--- Data excerpts ---

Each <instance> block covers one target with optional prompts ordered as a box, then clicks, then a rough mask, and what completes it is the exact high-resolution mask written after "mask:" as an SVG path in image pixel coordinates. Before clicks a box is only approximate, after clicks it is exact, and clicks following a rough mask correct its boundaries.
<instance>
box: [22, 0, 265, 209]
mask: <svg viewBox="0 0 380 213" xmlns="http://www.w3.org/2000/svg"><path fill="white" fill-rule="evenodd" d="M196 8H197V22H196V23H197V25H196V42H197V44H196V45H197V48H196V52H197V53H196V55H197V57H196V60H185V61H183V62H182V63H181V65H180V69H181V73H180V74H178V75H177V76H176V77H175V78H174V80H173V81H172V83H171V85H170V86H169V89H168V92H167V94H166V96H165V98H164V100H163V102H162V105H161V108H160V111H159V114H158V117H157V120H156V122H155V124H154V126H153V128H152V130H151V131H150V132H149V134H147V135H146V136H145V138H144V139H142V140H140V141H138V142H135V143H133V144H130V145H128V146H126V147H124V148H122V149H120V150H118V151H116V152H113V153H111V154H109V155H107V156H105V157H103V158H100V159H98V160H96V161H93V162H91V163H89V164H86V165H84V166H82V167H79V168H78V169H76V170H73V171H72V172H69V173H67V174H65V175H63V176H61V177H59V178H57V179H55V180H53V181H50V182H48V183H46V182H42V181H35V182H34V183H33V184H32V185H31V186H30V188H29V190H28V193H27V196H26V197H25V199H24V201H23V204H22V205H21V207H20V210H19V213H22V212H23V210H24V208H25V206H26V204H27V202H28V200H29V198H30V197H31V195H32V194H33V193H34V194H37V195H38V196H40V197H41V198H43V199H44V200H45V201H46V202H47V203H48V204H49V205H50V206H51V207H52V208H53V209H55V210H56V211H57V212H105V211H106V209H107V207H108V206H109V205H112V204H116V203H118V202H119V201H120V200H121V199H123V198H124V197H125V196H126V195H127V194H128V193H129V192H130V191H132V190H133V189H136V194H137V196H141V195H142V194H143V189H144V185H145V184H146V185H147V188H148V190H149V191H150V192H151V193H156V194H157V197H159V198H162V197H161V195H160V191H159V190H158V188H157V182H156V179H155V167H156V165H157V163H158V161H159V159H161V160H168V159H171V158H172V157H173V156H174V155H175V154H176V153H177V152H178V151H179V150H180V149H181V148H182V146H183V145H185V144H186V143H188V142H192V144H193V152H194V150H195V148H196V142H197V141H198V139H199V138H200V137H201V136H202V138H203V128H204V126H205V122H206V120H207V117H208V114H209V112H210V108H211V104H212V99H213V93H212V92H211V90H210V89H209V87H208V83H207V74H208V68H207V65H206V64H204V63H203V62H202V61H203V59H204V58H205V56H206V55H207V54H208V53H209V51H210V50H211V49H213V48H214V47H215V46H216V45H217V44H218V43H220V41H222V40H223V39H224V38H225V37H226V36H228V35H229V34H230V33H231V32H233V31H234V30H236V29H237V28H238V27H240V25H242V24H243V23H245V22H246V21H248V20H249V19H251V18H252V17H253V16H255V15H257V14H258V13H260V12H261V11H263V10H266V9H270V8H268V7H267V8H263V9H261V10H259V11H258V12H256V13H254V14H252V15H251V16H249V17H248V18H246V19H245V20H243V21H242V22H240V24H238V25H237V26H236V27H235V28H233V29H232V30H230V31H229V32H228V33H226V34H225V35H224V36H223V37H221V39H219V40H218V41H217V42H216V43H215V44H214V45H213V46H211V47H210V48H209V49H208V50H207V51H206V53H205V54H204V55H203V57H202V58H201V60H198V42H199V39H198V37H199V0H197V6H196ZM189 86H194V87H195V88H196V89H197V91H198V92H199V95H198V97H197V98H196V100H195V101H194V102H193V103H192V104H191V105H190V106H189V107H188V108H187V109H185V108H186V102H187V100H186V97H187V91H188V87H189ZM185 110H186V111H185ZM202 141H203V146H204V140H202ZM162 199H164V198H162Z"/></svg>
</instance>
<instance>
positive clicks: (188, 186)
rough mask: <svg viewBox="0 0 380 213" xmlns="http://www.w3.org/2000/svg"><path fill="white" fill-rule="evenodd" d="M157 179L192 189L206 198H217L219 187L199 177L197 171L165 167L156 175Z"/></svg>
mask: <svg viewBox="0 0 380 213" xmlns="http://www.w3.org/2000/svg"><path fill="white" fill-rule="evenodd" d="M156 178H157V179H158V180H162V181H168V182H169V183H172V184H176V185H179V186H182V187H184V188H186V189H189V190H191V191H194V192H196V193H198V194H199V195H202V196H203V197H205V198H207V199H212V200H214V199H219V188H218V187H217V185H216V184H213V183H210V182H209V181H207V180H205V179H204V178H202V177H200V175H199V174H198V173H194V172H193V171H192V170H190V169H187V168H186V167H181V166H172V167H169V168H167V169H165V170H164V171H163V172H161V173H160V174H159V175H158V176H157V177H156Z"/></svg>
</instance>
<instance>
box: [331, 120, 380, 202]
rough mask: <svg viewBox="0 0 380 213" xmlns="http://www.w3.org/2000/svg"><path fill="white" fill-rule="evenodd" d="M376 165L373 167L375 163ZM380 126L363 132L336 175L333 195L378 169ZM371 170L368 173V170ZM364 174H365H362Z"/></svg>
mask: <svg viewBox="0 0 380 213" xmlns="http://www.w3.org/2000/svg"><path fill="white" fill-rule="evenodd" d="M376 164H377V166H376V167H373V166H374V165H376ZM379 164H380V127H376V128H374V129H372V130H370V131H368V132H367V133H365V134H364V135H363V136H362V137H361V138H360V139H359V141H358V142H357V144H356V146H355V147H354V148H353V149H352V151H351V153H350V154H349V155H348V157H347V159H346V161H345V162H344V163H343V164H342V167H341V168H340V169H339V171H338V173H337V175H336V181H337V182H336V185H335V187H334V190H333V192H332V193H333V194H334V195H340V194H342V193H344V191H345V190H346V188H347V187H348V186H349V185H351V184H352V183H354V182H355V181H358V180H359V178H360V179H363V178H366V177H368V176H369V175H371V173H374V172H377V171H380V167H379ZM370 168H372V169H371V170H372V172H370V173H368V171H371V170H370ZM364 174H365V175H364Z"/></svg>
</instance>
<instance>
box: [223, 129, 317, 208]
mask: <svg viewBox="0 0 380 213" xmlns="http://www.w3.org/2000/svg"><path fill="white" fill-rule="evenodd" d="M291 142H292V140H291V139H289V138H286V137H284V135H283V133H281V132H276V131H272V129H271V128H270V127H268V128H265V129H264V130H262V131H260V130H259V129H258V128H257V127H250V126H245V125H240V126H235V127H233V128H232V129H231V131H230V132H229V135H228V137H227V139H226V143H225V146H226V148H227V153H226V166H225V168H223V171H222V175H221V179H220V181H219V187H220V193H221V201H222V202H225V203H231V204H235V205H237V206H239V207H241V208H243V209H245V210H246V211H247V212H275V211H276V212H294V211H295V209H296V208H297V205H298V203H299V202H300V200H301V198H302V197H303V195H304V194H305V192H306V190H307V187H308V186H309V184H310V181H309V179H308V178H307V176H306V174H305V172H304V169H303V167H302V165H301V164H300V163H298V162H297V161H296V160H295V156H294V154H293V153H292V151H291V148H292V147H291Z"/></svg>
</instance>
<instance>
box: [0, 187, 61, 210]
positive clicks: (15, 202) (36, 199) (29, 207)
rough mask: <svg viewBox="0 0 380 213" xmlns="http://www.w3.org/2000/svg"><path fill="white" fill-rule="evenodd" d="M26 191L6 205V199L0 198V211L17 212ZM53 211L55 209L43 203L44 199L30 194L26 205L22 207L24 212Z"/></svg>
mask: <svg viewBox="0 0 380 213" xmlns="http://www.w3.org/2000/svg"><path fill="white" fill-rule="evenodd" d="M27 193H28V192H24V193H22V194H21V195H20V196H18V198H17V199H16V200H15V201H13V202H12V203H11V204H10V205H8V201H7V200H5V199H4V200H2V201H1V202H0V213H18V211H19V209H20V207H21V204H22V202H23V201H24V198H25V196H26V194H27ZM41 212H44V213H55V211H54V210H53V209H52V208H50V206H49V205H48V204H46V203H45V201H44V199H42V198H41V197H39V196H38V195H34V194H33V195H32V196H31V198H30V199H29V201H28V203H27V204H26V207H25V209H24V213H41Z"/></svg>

--- What to work on ---
Display every line of the listing that contains the string "positive".

--- Worked solution ---
positive clicks: (188, 186)
positive clicks: (15, 202) (36, 199) (29, 207)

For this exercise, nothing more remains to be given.